(Bounding-box records)
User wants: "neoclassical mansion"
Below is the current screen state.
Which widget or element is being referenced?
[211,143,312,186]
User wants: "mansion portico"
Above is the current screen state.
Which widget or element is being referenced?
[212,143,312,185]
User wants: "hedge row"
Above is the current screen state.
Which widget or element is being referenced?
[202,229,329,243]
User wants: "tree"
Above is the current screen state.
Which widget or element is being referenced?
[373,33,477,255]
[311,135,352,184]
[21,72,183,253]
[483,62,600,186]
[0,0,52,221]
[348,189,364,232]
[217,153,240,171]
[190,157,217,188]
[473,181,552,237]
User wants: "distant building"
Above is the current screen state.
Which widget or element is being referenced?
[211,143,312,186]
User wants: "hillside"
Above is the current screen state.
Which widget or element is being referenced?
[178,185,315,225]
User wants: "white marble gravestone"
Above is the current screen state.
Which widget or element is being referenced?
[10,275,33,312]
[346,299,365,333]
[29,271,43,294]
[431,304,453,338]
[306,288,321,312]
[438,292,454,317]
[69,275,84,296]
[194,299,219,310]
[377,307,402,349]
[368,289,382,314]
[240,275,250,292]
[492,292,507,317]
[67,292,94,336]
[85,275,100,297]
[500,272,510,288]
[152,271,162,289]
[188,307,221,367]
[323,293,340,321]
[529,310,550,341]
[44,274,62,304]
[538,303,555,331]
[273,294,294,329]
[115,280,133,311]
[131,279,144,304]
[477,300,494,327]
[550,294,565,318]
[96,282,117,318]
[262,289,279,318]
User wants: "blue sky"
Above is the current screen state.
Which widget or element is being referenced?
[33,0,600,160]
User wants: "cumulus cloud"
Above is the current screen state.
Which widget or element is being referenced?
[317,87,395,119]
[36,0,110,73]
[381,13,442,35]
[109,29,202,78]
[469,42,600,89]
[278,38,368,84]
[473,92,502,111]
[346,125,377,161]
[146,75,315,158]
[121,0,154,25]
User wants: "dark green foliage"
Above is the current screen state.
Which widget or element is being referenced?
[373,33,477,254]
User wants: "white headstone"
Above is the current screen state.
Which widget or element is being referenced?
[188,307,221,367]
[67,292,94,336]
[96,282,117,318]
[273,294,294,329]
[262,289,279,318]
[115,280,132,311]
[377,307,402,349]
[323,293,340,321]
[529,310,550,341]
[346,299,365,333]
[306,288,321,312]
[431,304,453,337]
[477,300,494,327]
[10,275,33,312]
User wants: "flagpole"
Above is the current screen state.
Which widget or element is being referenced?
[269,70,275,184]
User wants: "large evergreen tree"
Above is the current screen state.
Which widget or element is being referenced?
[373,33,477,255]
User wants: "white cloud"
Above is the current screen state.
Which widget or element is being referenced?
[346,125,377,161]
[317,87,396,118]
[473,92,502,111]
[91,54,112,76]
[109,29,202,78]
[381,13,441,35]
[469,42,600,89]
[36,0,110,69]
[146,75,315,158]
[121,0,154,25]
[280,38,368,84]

---

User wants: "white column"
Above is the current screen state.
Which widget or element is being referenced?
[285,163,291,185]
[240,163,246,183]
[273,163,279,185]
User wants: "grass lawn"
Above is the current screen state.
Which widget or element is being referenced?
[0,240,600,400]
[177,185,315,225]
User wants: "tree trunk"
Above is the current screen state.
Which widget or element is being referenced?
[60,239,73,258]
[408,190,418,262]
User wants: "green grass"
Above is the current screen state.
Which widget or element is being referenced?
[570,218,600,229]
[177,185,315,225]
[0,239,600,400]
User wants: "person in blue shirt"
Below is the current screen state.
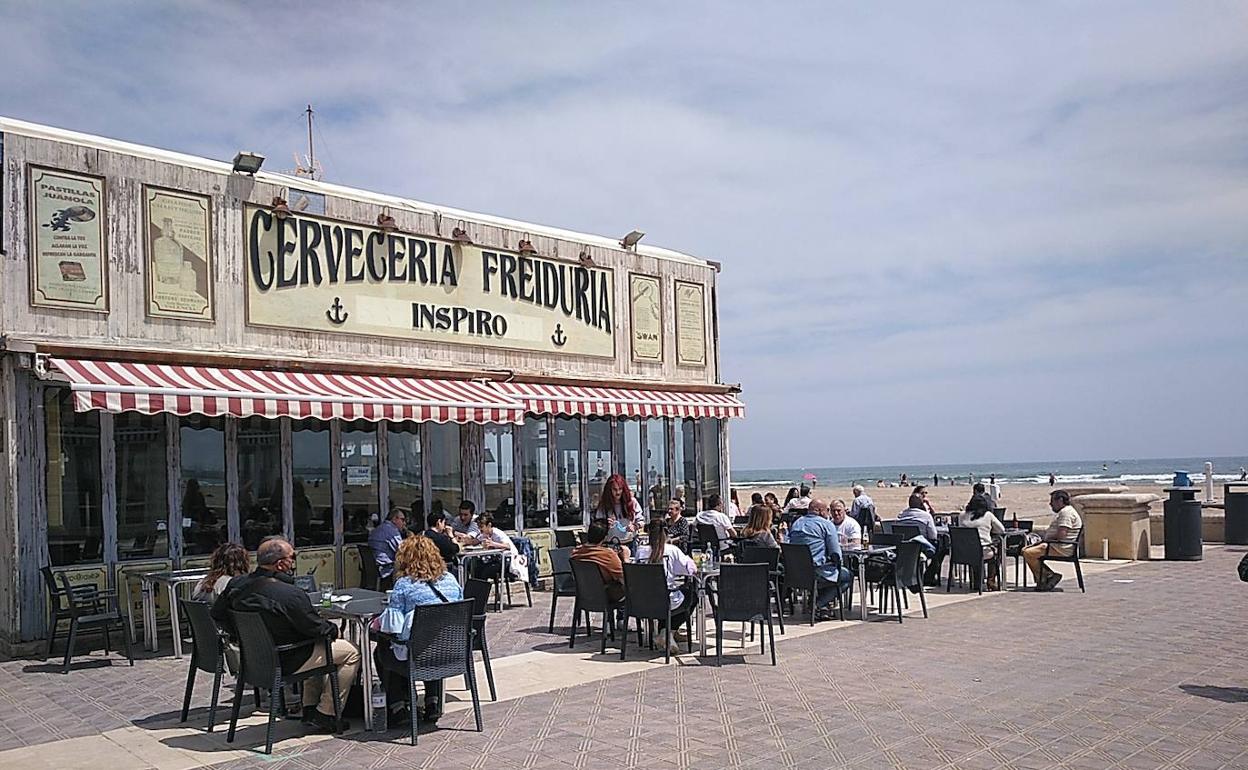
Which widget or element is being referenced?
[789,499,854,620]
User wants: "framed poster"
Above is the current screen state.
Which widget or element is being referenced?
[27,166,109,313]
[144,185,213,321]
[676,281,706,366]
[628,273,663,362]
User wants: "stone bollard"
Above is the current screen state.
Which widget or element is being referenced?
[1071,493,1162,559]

-- To do --
Please pick out every line of the entries above that contains the word "white". Case counts, so match uppercase and lowercase letters as they appear.

-- Task result --
User wants: "white marble gravestone"
User wants: "white headstone"
User wants: "white cloud"
User wants: "white column"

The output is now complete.